> **TASK TO CARRY OUT**
How many lines of the data below contain the string "cabinet"? Reply with the number only.

Excerpts from point annotation data:
····················

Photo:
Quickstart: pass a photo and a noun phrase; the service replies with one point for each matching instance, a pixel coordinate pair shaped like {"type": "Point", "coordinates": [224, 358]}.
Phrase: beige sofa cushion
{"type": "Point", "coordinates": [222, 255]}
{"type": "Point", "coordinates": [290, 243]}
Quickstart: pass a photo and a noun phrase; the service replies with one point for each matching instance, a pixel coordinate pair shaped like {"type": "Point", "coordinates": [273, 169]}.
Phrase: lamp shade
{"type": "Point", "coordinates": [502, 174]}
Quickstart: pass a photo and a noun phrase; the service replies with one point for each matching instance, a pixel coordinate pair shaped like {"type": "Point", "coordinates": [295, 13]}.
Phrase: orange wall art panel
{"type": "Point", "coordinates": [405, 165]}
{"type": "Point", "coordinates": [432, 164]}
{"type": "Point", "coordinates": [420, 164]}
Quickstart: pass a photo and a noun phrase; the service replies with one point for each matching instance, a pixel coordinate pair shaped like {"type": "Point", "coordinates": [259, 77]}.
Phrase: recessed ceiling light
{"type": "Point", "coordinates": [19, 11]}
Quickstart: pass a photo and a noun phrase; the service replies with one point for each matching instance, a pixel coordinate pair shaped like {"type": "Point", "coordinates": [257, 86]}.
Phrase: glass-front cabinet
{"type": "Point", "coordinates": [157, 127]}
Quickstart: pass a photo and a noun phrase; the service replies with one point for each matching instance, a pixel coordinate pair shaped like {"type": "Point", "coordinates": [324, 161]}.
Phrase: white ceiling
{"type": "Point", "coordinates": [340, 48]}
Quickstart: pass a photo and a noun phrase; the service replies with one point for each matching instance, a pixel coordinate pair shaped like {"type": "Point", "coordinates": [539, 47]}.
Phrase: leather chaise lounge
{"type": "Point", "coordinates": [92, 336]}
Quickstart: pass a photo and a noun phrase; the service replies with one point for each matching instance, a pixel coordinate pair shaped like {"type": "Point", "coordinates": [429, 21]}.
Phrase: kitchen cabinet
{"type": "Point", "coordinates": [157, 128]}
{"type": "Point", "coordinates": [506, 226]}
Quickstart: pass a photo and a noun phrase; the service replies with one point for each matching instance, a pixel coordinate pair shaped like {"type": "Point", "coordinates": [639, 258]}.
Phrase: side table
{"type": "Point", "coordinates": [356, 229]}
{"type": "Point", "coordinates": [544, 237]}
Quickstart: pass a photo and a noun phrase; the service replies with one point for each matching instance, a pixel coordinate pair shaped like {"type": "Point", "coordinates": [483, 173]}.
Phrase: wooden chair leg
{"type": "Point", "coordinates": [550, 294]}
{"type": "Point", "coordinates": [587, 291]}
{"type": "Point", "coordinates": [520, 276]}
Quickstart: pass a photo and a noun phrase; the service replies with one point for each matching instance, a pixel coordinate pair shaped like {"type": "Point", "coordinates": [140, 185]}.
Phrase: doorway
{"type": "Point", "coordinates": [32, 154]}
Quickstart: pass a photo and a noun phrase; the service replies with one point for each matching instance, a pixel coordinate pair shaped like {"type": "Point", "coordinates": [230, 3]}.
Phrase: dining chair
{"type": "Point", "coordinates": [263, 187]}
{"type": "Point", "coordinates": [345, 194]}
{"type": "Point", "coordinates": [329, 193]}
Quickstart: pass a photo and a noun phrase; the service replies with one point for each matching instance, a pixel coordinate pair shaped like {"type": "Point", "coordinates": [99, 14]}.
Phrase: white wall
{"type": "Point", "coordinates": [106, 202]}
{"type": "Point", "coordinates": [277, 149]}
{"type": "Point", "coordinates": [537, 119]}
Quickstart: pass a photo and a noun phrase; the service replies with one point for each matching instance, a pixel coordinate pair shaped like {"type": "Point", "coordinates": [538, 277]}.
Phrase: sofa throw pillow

····················

> **RESPONSE TO THIS EXERCISE**
2